:: DATA UNDER STUDY

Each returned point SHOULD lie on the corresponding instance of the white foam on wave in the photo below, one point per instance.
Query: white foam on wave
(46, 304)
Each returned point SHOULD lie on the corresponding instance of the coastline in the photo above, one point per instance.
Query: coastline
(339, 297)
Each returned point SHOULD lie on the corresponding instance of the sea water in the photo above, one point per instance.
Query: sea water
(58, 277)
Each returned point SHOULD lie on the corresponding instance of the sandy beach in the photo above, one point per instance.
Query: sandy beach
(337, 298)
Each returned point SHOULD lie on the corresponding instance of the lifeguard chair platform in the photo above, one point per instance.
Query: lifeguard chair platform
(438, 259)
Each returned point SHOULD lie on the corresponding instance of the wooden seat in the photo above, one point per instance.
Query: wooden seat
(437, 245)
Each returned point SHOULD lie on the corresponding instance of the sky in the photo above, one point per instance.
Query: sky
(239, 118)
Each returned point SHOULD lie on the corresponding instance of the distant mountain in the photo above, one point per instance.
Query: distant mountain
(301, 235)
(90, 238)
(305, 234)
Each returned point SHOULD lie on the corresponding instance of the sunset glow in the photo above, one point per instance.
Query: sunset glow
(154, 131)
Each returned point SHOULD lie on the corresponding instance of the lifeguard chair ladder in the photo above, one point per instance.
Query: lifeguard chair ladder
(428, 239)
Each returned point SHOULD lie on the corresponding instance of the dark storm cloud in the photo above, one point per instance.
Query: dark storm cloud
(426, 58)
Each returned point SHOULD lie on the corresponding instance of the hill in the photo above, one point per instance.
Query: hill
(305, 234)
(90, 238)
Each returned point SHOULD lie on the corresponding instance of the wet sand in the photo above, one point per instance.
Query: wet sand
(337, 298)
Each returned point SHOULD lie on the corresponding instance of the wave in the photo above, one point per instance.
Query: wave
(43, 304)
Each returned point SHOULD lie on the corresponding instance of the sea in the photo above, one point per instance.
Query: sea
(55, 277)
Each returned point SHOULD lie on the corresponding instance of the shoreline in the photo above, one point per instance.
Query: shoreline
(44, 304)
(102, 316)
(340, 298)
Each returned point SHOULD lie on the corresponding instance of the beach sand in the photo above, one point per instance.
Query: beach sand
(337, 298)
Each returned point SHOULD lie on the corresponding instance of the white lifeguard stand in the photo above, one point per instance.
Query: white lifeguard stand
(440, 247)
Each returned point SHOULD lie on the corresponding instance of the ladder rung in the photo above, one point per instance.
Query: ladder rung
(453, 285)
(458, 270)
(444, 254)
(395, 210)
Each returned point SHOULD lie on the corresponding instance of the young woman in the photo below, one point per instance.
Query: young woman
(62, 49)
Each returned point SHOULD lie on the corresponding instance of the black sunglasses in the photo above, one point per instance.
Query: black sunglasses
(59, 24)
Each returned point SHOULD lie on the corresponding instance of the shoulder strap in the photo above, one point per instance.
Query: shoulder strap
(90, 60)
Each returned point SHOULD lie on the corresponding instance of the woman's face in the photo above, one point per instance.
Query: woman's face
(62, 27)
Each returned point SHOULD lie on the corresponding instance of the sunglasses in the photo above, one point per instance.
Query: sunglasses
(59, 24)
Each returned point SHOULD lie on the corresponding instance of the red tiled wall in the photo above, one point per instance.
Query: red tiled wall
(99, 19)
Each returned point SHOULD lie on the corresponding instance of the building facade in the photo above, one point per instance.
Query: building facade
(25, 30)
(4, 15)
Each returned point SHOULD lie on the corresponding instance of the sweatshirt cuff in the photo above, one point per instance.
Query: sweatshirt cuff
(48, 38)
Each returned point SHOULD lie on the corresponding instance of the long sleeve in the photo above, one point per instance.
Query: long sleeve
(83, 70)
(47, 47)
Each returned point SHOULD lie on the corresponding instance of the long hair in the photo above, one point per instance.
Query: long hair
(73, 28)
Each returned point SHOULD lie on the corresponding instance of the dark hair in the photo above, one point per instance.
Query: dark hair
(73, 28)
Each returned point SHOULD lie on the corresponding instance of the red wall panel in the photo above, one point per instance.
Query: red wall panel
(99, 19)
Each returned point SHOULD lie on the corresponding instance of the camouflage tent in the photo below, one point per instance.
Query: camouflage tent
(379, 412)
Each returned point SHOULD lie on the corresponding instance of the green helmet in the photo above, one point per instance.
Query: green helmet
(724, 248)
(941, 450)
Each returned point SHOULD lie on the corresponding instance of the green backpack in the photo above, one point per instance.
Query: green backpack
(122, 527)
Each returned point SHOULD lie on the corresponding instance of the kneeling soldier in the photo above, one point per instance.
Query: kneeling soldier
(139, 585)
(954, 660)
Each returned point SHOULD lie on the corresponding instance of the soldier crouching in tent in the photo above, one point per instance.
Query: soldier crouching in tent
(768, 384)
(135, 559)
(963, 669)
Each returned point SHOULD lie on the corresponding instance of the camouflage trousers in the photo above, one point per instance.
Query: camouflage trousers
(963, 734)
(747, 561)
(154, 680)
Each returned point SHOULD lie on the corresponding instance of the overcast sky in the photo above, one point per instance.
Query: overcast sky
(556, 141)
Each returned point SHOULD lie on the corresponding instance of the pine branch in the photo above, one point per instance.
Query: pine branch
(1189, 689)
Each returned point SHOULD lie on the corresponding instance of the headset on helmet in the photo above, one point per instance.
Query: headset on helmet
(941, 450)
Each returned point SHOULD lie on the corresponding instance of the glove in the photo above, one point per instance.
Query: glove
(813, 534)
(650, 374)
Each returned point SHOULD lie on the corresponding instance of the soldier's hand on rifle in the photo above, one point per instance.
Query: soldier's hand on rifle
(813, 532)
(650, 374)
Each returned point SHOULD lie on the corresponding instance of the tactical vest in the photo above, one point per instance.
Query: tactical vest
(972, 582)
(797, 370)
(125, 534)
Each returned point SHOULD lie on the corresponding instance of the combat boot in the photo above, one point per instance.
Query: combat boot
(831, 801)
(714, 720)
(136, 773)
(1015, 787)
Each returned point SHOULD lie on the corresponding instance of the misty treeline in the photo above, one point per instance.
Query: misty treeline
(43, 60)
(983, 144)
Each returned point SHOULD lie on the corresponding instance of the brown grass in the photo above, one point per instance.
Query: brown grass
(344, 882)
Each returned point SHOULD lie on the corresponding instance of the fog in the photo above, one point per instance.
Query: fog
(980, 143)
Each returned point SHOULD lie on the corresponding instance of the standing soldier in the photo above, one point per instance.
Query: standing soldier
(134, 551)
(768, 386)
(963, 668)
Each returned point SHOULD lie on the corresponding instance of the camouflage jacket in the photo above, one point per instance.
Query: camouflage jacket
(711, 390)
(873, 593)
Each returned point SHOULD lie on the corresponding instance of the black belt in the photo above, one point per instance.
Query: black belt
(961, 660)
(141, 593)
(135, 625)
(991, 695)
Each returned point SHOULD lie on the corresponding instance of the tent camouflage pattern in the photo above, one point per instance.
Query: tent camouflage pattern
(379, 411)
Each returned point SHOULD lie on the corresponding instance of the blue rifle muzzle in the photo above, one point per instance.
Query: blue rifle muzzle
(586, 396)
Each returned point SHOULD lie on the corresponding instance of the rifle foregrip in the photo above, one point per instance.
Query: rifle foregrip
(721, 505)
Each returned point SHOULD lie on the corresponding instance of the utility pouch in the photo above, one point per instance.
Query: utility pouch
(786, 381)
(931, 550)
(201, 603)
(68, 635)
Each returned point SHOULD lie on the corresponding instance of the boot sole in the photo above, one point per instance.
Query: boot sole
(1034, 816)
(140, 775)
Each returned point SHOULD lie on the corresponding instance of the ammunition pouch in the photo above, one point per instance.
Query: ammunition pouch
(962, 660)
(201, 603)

::::

▸ **YOUR INSTRUCTIONS**
Please go through the data above and copy each line containing the word "below".

▸ **ANSWER TO THE EXERCISE**
Each returned point SHOULD lie on the corresponding instance of the white foam on wave in the photo below, one point per instance.
Each returned point SHOULD lie on the corresponding instance of the young woman in the photo below, one point per instance.
Each returned point SHOULD lie on the corresponding instance of the camouflage tent in the photo below, one point per instance.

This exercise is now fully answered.